** Data follows **

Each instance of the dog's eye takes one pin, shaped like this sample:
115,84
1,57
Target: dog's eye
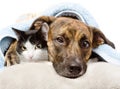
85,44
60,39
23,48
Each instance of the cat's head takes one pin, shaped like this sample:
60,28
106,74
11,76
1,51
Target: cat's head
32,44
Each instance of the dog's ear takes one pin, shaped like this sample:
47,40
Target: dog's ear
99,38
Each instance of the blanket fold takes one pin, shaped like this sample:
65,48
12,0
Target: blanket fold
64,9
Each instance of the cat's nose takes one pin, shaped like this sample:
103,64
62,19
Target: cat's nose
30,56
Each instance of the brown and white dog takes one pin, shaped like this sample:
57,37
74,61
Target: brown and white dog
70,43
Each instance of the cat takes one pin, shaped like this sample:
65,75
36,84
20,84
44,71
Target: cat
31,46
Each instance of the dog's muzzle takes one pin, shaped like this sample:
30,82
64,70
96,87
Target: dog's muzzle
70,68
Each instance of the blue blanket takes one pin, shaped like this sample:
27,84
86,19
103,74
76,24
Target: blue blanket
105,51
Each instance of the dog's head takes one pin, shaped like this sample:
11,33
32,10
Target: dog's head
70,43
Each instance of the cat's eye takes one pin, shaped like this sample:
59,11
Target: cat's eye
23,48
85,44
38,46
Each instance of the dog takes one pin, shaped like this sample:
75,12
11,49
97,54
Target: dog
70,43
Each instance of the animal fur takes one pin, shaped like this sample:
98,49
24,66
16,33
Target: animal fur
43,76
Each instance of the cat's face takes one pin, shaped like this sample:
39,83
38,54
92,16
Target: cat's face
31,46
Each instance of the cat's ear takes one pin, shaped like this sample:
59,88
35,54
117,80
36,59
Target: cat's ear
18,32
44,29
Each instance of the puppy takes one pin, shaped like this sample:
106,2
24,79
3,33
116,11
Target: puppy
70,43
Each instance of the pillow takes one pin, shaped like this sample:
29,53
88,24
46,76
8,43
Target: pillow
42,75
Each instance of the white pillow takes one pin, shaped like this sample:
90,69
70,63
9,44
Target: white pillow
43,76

** End of Data **

Task item -> Reproduce without change every line of the entries above, from the one containing "Each instance of the cat's ear" through the last.

Output of the exercise ->
Each instance of the cat's ear takes one pin, shaped like this sample:
59,88
35,54
117,80
36,59
Target: cat's ear
18,32
44,29
Each instance of the puppy takes one pin, shaped like this sample:
106,2
24,79
3,33
116,11
Target: puppy
70,43
Each instance of the pillow takes one pin, shaped like this sample:
29,53
88,24
46,76
8,43
Target: pillow
42,75
Each instance of the white pillow takes one pin, shaped like this sample:
90,69
70,63
9,44
Target: white pillow
43,76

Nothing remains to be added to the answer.